ASSIGNED TASK - Having found the line containing "point: the teal" in the data below, reproduce that line and each one after it to the end, exactly, and include nothing else.

DATA UNDER STUDY -
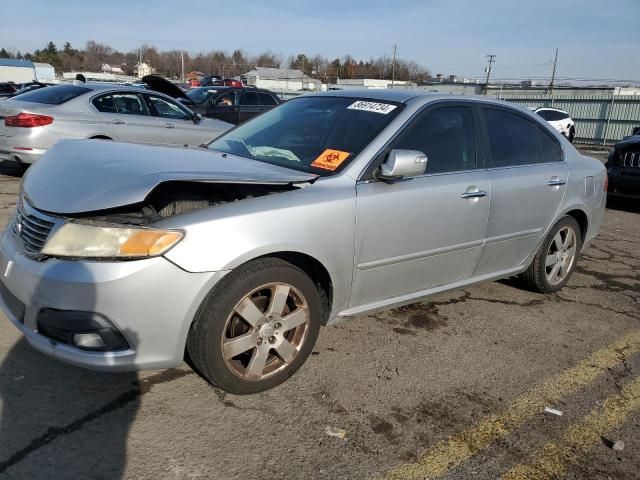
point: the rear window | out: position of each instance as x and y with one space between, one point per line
55 95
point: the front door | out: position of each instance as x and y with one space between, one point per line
426 231
179 127
128 116
250 105
528 182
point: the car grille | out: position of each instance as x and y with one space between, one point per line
631 159
32 227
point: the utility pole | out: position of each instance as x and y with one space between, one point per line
492 59
553 74
182 66
393 65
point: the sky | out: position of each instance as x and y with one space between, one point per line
597 39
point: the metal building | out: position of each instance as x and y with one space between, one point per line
15 70
280 79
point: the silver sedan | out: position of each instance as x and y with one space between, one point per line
327 207
32 122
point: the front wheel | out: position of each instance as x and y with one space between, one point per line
556 260
256 328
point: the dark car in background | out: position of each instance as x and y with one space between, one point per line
7 89
623 167
233 105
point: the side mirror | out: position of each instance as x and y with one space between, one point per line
402 164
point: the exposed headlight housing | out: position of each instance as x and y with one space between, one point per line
91 241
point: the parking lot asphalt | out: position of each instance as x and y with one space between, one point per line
453 387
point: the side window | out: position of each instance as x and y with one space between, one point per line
266 99
544 114
105 104
130 104
249 98
446 135
167 109
513 140
549 148
225 100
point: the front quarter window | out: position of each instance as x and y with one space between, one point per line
319 135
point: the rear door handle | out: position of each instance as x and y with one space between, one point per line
476 194
556 182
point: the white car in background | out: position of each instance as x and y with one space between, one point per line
560 120
32 122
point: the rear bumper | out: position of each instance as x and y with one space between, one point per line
20 155
150 302
624 182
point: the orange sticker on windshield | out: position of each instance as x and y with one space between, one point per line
330 159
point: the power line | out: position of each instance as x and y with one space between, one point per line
491 58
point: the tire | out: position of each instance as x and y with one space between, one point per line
249 307
539 276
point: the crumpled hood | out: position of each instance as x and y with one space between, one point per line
77 176
628 141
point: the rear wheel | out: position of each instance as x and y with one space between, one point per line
256 328
556 260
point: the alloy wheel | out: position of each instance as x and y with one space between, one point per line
561 255
265 331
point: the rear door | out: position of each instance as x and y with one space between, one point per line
528 182
429 230
128 116
179 127
250 105
224 107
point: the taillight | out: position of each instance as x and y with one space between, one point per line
28 120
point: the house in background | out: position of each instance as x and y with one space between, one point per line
45 72
280 79
141 69
15 70
106 68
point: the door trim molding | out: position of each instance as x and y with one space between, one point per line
419 255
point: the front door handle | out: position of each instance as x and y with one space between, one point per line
476 194
556 182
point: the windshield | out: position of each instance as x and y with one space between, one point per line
319 135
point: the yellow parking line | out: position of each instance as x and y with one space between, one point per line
552 460
451 452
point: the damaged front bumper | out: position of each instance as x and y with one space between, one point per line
139 312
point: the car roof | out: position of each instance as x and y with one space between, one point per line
551 108
108 86
400 96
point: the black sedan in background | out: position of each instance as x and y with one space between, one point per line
623 167
233 105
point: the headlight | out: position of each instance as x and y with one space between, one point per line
88 241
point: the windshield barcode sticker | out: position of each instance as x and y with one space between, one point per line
375 107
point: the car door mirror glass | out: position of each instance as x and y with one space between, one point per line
402 164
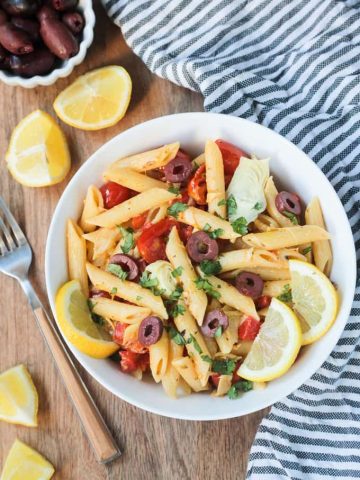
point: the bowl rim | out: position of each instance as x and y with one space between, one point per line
293 384
66 69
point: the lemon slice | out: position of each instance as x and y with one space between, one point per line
276 347
75 321
24 463
18 397
315 300
38 154
96 100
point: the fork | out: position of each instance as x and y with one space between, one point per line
15 260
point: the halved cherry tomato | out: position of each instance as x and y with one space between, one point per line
152 241
138 222
197 186
113 194
249 329
231 156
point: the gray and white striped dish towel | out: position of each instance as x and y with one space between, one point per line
293 66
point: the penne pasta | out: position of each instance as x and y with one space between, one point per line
129 291
215 181
142 162
118 311
131 208
76 251
321 249
93 205
199 219
195 299
132 179
286 237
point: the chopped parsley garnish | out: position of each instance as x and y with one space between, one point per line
203 284
176 208
231 205
210 267
173 189
128 242
238 387
177 272
224 367
240 226
293 218
117 270
285 295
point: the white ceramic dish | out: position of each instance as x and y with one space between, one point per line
66 66
293 169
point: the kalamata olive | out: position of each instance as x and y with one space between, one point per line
28 25
56 36
15 40
249 284
127 263
150 330
178 170
24 8
289 202
74 21
62 5
212 321
201 247
38 62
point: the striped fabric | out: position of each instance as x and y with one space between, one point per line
294 66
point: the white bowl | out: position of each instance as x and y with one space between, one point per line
294 170
67 66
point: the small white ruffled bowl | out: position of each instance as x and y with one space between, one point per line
66 66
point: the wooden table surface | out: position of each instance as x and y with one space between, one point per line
154 447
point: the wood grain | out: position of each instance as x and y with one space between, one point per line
154 448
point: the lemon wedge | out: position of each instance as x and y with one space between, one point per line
75 321
96 100
24 463
18 397
38 154
276 347
315 300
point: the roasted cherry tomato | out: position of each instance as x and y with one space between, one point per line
197 186
152 241
138 222
113 194
231 156
249 328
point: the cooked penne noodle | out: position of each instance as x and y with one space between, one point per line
129 291
76 251
186 324
199 219
159 354
286 237
171 379
93 205
270 195
118 311
131 208
195 299
250 258
274 288
321 249
142 162
186 368
132 179
215 181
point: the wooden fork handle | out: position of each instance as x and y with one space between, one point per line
98 434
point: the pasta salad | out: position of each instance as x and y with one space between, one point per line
199 271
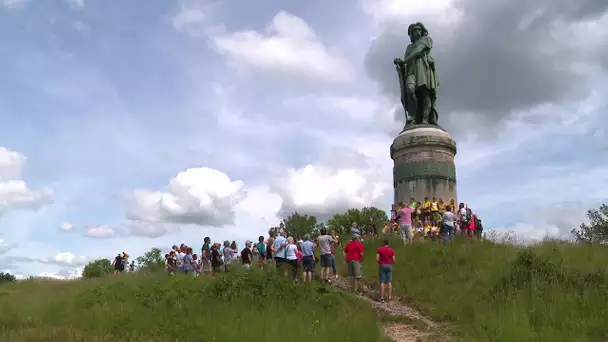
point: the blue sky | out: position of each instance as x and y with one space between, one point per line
130 125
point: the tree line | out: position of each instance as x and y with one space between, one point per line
370 218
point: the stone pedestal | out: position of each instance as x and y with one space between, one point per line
423 158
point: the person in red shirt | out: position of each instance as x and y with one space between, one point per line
353 254
386 258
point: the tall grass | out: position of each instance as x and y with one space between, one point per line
234 307
552 291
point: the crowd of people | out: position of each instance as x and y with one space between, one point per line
435 220
298 256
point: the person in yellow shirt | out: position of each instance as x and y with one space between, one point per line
427 229
418 212
417 229
426 208
441 206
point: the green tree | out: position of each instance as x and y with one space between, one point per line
6 277
296 224
97 269
597 229
367 218
152 260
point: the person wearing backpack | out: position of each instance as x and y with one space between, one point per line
478 227
261 247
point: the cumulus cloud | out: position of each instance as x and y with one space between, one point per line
67 227
6 246
289 46
328 188
14 192
494 58
13 3
65 259
195 17
76 3
198 196
100 232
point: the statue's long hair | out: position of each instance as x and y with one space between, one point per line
422 28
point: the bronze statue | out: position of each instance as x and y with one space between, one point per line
418 78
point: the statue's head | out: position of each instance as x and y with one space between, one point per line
416 31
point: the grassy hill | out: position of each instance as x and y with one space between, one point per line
484 291
479 291
161 308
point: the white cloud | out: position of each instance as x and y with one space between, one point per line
288 47
100 232
198 196
11 164
18 276
69 273
67 227
14 192
384 11
6 246
323 191
195 17
68 259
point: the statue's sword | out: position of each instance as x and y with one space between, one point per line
401 75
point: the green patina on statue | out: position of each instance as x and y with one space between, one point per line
418 78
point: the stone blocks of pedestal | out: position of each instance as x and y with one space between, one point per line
423 157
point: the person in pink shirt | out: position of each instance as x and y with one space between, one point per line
404 219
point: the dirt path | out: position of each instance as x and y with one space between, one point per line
405 324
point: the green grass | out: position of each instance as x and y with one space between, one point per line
479 291
235 307
490 292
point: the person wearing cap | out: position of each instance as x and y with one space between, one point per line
247 255
216 259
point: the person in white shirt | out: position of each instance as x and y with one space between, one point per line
291 256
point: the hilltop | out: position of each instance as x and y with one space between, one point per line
471 291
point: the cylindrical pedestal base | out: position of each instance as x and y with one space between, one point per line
423 158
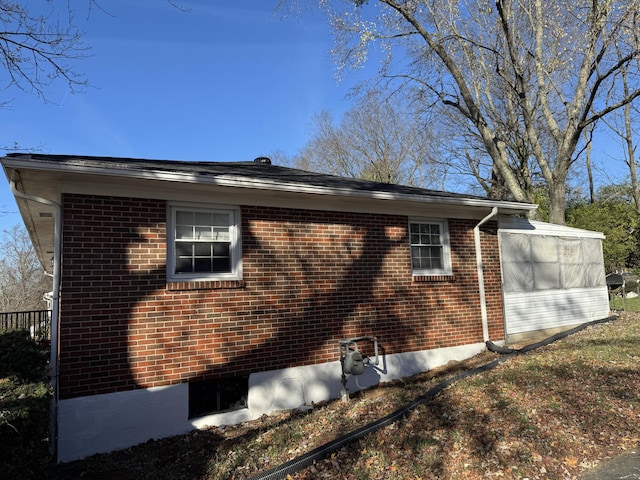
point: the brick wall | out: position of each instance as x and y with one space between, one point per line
310 278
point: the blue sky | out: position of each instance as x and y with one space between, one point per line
222 81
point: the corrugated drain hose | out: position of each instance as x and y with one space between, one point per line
306 460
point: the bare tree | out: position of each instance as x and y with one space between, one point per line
526 77
23 283
379 139
38 45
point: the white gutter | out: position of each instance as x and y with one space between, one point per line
479 266
55 311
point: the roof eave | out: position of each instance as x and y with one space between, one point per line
507 207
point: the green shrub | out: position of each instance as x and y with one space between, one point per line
24 407
21 357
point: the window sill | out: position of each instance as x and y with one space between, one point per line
205 285
435 278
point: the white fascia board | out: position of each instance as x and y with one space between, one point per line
262 184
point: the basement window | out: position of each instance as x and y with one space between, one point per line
215 396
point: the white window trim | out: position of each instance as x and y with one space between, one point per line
446 248
235 248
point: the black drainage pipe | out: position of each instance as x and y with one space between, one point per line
303 461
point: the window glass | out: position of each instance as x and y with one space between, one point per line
203 244
429 248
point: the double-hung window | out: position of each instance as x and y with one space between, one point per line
203 243
430 253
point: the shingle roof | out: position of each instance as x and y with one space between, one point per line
265 172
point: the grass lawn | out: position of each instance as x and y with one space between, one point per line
555 412
626 304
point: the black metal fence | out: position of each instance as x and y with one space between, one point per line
36 322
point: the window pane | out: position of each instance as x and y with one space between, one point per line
184 231
203 232
202 249
202 218
203 241
183 265
184 218
184 249
202 265
220 249
221 265
221 220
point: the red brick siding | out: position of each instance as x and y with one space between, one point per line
310 278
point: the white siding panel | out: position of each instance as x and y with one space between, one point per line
531 311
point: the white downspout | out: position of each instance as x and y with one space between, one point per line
479 266
55 309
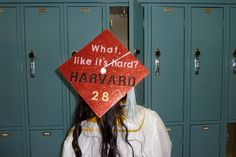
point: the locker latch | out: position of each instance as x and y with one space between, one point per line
32 63
157 61
234 62
197 61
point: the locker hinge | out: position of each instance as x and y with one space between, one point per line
1 10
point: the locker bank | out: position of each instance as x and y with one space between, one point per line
189 46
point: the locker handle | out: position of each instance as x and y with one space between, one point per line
46 133
206 128
157 61
32 63
197 61
5 134
234 62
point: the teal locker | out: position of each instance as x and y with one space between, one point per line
207 48
43 39
46 143
11 69
83 24
232 60
11 143
167 38
205 140
176 137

OUTPUT -
point: the teal locker | out: position of each instance as x and y with one space between, one point per line
207 48
43 39
46 143
11 69
83 24
232 60
11 143
167 38
205 140
176 137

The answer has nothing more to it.